* What to do *
Copy the glycobiology book review below word for word, from start to finish.

Introduction to Glycobiology

  • Maureen E. Taylor &
  • Kurt Drickamer
Oxford University Press, $35 160 pp. paperback, 2003 ISBN 0199258686 | ISBN: 0-199-25868-6

The biological trinity of '-omes' is comprised of the well-publicized genome and proteome, in addition to the overshadowed glycome. The glycome represents the entire population of sugar chains within the cell including carbohydrates covalently attached to both proteins and lipids. While the complexity of the glycome is one of the obstacles that ensures it will not be completed anytime soon, another is the relatively small number of scientists that are trained and engaged in glycobiology research when compared to its more popular brethren. Introduction to Glycobiology by Maureen Taylor and Kurt Drickamer serves to help fill this void by providing an introductory text for the study of glycobiology.

A search of the PubMed database using the key words genome or proteome discovers thousands of references. In contrast, a similar query for glycome or glycomics currently uncovers fewer than ten. This is due, in part, to the relative novelty of the term glycome, but it is also a statement to the difficulties encountered in the acquisition of information on carbohydrates. Currently, there is no method available to amplify cellular glycans. Glycans are not encoded from a single template (where would we be today without PCR?). Carbohydrate structures are the result of a large number of gene products that are involved in the transport, assembly, transfer and trimming of sugar residues. This provides many points for regulation, creating tremendous heterogeneity and complexity. However, the importance of sugars is emphasized by their key roles in protein sorting, cell–cell communication, cell adhesion and immune recognition, to name a few.

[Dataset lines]
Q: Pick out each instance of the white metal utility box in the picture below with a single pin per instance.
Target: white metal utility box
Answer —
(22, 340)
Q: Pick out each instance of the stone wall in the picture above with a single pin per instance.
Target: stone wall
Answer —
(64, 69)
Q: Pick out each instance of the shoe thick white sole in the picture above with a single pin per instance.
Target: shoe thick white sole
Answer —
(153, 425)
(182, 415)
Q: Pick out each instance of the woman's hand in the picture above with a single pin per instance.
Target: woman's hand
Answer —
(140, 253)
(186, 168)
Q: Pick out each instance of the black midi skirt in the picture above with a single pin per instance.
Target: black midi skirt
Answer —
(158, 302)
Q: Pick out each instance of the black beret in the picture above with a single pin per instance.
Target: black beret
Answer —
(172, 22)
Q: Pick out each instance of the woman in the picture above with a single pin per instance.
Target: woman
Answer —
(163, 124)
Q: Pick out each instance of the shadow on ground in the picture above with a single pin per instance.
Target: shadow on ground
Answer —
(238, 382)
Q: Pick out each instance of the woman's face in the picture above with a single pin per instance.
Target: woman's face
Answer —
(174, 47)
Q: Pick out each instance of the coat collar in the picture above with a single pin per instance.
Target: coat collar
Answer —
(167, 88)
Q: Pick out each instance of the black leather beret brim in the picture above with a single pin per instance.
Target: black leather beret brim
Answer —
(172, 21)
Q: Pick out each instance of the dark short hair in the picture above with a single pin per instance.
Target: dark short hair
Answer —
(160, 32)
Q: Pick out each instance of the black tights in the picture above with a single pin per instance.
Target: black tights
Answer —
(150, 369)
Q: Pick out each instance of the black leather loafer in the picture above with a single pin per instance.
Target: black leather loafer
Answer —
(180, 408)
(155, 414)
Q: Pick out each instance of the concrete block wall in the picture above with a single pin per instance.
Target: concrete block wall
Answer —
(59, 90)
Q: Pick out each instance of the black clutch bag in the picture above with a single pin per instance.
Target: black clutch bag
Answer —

* Result for this exercise *
Introduction to Glycobiology

  • Maureen E. Taylor &
  • Kurt Drickamer
Oxford University Press, $35 160 pp. paperback, 2003 ISBN 0199258686 | ISBN: 0-199-25868-6

The biological trinity of '-omes' is comprised of the well-publicized genome and proteome, in addition to the overshadowed glycome. The glycome represents the entire population of sugar chains within the cell including carbohydrates covalently attached to both proteins and lipids. While the complexity of the glycome is one of the obstacles that ensures it will not be completed anytime soon, another is the relatively small number of scientists that are trained and engaged in glycobiology research when compared to its more popular brethren. Introduction to Glycobiology by Maureen Taylor and Kurt Drickamer serves to help fill this void by providing an introductory text for the study of glycobiology.

A search of the PubMed database using the key words genome or proteome discovers thousands of references. In contrast, a similar query for glycome or glycomics currently uncovers fewer than ten. This is due, in part, to the relative novelty of the term glycome, but it is also a statement to the difficulties encountered in the acquisition of information on carbohydrates. Currently, there is no method available to amplify cellular glycans. Glycans are not encoded from a single template (where would we be today without PCR?). Carbohydrate structures are the result of a large number of gene products that are involved in the transport, assembly, transfer and trimming of sugar residues. This provides many points for regulation, creating tremendous heterogeneity and complexity. However, the importance of sugars is emphasized by their key roles in protein sorting, cell–cell communication, cell adhesion and immune recognition, to name a few.